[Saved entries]
Content starts

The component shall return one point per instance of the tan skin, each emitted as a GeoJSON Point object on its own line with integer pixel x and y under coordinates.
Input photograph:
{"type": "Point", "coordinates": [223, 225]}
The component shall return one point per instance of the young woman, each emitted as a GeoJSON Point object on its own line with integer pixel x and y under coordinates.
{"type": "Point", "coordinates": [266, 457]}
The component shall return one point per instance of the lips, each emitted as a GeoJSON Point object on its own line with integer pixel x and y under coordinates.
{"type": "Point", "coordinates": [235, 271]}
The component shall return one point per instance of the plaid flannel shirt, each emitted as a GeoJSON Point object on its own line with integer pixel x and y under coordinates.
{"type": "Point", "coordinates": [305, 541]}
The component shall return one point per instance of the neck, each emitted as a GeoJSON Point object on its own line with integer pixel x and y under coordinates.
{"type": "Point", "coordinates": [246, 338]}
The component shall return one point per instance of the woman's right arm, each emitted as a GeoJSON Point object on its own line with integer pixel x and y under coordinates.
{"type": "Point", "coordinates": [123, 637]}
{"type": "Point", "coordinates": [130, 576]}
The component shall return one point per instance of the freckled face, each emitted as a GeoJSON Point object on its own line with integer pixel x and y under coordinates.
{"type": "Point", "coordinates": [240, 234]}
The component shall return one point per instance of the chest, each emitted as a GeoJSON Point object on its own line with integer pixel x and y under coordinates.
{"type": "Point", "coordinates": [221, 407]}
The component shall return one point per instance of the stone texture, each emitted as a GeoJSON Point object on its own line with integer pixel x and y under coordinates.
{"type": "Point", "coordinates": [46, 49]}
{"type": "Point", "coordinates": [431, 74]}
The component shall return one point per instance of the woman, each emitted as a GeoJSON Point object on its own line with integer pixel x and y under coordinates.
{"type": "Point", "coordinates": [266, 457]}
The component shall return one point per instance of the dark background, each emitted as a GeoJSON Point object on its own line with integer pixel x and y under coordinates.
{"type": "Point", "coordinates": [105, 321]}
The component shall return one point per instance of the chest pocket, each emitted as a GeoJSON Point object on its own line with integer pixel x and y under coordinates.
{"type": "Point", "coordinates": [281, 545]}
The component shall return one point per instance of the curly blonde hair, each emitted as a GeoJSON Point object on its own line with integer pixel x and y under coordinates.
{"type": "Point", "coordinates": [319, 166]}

Content ends

Instructions to follow.
An identical copy of the preceding records should be returned.

Answer below.
The component shall return one point per instance of the tan skin, each emitted as a GeoJSON Point object on its own line with integer pixel x and y under coordinates.
Input photograph:
{"type": "Point", "coordinates": [223, 225]}
The component shall return one point per instance of the young woman, each emitted as a GeoJSON Point object on its own line with integer pixel x and y under coordinates.
{"type": "Point", "coordinates": [266, 457]}
The component shall return one point per instance of the lips, each emitted as a GeoJSON Point object on its own line with integer pixel x and y under coordinates.
{"type": "Point", "coordinates": [235, 271]}
The component shall return one point per instance of the plaid flannel shirt, each emitted as a GeoJSON Point object on its own line with integer pixel x and y under coordinates.
{"type": "Point", "coordinates": [305, 541]}
The component shall return one point per instance of the neck, each emitted as a GeoJSON Point object on its own line with integer pixel x and y under coordinates.
{"type": "Point", "coordinates": [246, 338]}
The component shall return one point per instance of the woman's right arm, each emitted as a GeoJSON Point object on its own line with integer pixel x and y under coordinates.
{"type": "Point", "coordinates": [123, 637]}
{"type": "Point", "coordinates": [130, 576]}
The component shall return one point per instance of the freckled face, each emitted as a GeoJSON Point object on its own line with integer pixel x and y under coordinates.
{"type": "Point", "coordinates": [240, 234]}
The component shall return one point per instance of the chest, each emitted as a GeoJSON Point object on its own line with integer pixel x and y under coordinates.
{"type": "Point", "coordinates": [221, 407]}
The component shall return one point per instance of the stone texture, each emitted as a GeoJSON Point object on its own line with integer pixel x and y under coordinates.
{"type": "Point", "coordinates": [46, 49]}
{"type": "Point", "coordinates": [431, 74]}
The component shall return one point per instance of the woman, each emitted as a GeoJSON Point object on its own line with integer pixel x and y under coordinates.
{"type": "Point", "coordinates": [266, 457]}
The component shall return one point per instance of the dark background, each emitted as a GeoJSON Point object on its own line with integer pixel x and y under coordinates.
{"type": "Point", "coordinates": [105, 321]}
The component shall return one point per instance of the chest pocket, each emitted as a GeoJSON Point object on its own line with integer pixel x and y under coordinates.
{"type": "Point", "coordinates": [281, 545]}
The component shall return one point per instance of the curly blonde hair, each emitted as a GeoJSON Point object on its own line with integer pixel x and y under coordinates.
{"type": "Point", "coordinates": [319, 166]}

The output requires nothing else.